Texte de la page

_ _ _

S’agissant de l’année 2019, nous retenons les décisions importantes suivantes, en résumé :

Premier semestre 2019 (cf. Circulaire ASB n° 8003) :

  • Champ d’application de la CDB: après avoir pris en considération divers éléments d’interprétation, la Commission est arrivée à la conclusion que la CDB ne se prononce pas avec une clarté suffisante sur la question de savoir si les banques sont soumises à la CDB ainsi que leurs filiales suisses n’ayant pas le statut de banque ou de négociant en valeurs mobilières. En considération de la réglementation peu claire de l’art. 1 CDB, la Commission a décidé qu’il n’existait pas une base légale suffisamment claire pour étendre les obligations de diligence aux filiales (suisses) des banques affiliées. La CDB 2020 n’est pas modifiée sur ce point.
  • Obligation de répétition des vérifications :
    • Il y a toujours un doute quant à la qualité d’ayant droit économique en cas de constatations inhabituelles. Un cas fréquent est celui des paiements ou des retraits au comptant, en raison du fait que ces opérations sont propres à interrompre le „paper trail“. La jurisprudence de la Commission selon laquelle un retrait au comptant de plus de 50’000 francs suisses doit être qualifié de constatation inhabituelle n’est cependant plus valable d’une manière aussi générale. Le cas d’espèce concernait cinquante retraits au comptant d’une valeur totale de plus de quatre millions de francs suisses. Cela constituait clairement une constatation inhabituelle qui aurait dû inciter la banque à procéder à la répétition des vérifications. La pratique de nombreuses banques suisses est de fixer des seuils concernant les opérations cash dans les règlements internes (souvent dans les directives anti-blanchiment). Les services de Compliance ou surveillance des transactions des banques doivent cependant se garder d’appliquer mécaniquement le seuil de 50’000 francs suisses de retraits en cash. En effet, de façon similaire l’OBA-FINMA, prévoit que, au chiffre 3.2.1 de son annexe traitant des indices de blanchiment de capitaux, des retraits fréquents de gros montants en espèces (sans indication de montant spécifique) sans que l’activité du client ne justifie de telles opérations, constituent un indice particulier de blanchiment. Par conséquent, les services compétents des banques doivent vérifier ou répéter les vérifications dès lors que des retraits cash fréquents interviennent et ne semblent pas justifiés par les circonstances, quand bien même en dessous du seuil de 50’000 francs suisses.

_ _ _

Données fournies
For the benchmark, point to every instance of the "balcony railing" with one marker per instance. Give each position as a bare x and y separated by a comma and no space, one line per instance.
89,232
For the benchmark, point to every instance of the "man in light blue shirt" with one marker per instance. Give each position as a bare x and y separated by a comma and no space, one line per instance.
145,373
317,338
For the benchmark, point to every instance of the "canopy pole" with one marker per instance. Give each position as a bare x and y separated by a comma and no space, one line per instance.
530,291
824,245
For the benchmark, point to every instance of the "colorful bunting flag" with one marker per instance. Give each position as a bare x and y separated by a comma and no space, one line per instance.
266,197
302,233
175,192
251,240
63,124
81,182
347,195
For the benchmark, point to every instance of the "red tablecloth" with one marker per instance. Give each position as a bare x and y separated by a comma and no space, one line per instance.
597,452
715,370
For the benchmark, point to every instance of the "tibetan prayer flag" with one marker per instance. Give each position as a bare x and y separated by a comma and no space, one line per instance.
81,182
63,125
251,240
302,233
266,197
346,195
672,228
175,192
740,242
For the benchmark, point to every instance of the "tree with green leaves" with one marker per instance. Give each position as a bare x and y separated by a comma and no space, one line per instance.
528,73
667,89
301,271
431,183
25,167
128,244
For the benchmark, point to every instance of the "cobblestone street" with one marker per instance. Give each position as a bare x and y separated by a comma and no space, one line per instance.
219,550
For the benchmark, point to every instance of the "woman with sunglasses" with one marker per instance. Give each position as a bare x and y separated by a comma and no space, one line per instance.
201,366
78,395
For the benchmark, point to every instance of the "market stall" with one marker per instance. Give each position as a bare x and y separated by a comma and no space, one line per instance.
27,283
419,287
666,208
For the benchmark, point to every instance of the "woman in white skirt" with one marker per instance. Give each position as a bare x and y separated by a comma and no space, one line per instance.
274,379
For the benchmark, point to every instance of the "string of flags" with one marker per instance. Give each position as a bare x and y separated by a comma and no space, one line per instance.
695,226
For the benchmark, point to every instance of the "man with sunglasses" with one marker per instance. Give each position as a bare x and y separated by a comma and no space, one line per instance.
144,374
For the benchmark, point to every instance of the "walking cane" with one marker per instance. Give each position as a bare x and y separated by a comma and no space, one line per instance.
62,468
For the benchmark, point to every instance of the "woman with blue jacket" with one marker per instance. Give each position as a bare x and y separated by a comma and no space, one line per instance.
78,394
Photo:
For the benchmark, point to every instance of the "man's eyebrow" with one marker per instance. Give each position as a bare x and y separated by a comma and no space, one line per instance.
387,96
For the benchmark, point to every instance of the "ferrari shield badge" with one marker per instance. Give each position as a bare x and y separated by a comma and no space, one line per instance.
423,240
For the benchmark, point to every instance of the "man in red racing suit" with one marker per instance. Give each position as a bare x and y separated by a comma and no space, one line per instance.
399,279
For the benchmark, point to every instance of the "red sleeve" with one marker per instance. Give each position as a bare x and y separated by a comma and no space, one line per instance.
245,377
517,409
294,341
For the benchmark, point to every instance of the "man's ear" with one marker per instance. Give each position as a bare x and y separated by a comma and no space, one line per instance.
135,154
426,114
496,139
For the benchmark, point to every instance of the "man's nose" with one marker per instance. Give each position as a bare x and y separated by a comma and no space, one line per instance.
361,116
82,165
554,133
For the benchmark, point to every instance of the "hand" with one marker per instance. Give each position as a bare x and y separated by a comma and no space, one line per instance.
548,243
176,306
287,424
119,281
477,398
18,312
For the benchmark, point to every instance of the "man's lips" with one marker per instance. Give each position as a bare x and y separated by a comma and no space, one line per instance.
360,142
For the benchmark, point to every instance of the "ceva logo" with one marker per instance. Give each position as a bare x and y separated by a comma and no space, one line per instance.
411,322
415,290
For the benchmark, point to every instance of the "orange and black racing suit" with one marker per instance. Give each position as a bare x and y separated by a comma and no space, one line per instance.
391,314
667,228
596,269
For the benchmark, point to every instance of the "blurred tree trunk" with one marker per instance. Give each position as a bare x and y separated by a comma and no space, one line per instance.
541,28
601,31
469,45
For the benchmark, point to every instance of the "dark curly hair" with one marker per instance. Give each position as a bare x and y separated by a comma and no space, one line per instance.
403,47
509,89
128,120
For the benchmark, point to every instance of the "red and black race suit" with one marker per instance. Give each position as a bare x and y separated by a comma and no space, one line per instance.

_ _ _

À faire
[1] Indiquez, s'il vous plaît, si chacune des affirmations suivantes concorde avec le texte de la page, par oui ou par non, en citant les mots décisifs du texte : (a) la Commission a décidé d'étendre les obligations de diligence aux filiales suisses des banques affiliées ; (b) le cas d'espèce portait sur cinquante retraits au comptant ; (c) l'OBA-FINMA fixe un montant précis pour les retraits fréquents en espèces.
[2] Recopiez le passage du texte de la page qui commence par « S’agissant de l’année » et se termine par « sur ce point. », en substituant « Commission de surveillance » à « Commission ».
[3] D'après le texte de la page, quelle était la valeur totale des retraits au comptant dans le cas d'espèce ?

Réponses ci-dessous
[1]
(a) Non : « la Commission a décidé qu’il n’existait pas une base légale suffisamment claire pour étendre les obligations de diligence aux filiales (suisses) des banques affiliées »
(b) Oui : « Le cas d’espèce concernait cinquante retraits au comptant d’une valeur totale de plus de quatre millions de francs suisses »
(c) Non : « des retraits fréquents de gros montants en espèces (sans indication de montant spécifique) »

[2]
S’agissant de l’année 2019, nous retenons les décisions importantes suivantes, en résumé :

Premier semestre 2019 (cf. Circulaire ASB n° 8003) :

  • Champ d’application de la CDB: après avoir pris en considération divers éléments d’interprétation, la Commission de surveillance est arrivée à la conclusion que la CDB ne se prononce pas avec une clarté suffisante sur la question de savoir si les banques sont soumises à la CDB ainsi que leurs filiales suisses n’ayant pas le statut de banque ou de négociant en valeurs mobilières. En considération de la réglementation peu claire de l’art. 1 CDB, la Commission de surveillance a décidé qu’il n’existait pas une base légale suffisamment claire pour étendre les obligations de diligence aux filiales (suisses) des banques affiliées. La CDB 2020 n’est pas modifiée sur ce point.

[3] Plus de quatre millions de francs suisses.